## RECORD EXTRACTS:

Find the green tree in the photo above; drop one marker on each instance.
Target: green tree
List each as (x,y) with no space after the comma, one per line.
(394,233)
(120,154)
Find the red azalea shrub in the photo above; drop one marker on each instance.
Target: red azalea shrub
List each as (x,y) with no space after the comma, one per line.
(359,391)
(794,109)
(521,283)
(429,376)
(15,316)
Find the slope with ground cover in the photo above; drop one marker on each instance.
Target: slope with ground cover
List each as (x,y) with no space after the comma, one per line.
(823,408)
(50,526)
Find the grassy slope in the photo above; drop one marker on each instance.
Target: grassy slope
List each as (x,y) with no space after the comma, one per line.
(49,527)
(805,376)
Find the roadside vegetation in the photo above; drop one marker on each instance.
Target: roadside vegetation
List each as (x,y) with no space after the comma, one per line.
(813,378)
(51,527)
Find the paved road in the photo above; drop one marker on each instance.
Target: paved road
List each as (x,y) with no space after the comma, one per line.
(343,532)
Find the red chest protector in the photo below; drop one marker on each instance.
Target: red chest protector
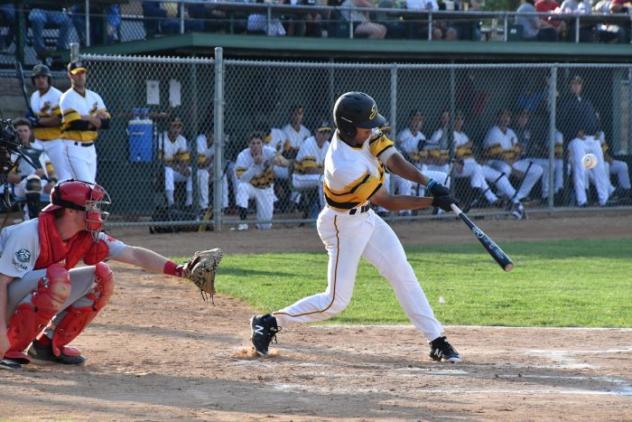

## TO DO:
Every line from the line containing "Find the roadside" through the line containing "Target: paved road" in the records above must be retyped exactly. Leave out the rest.

## EXERCISE SOLUTION:
Find the roadside vegetation in the photo above; drop one marker on each instance.
Target: roadside vegetation
List each as (x,y) with no space after the comma, one per line.
(813,378)
(51,527)
Find the paved road in the photo above; drop one marker on each instance.
Target: paved road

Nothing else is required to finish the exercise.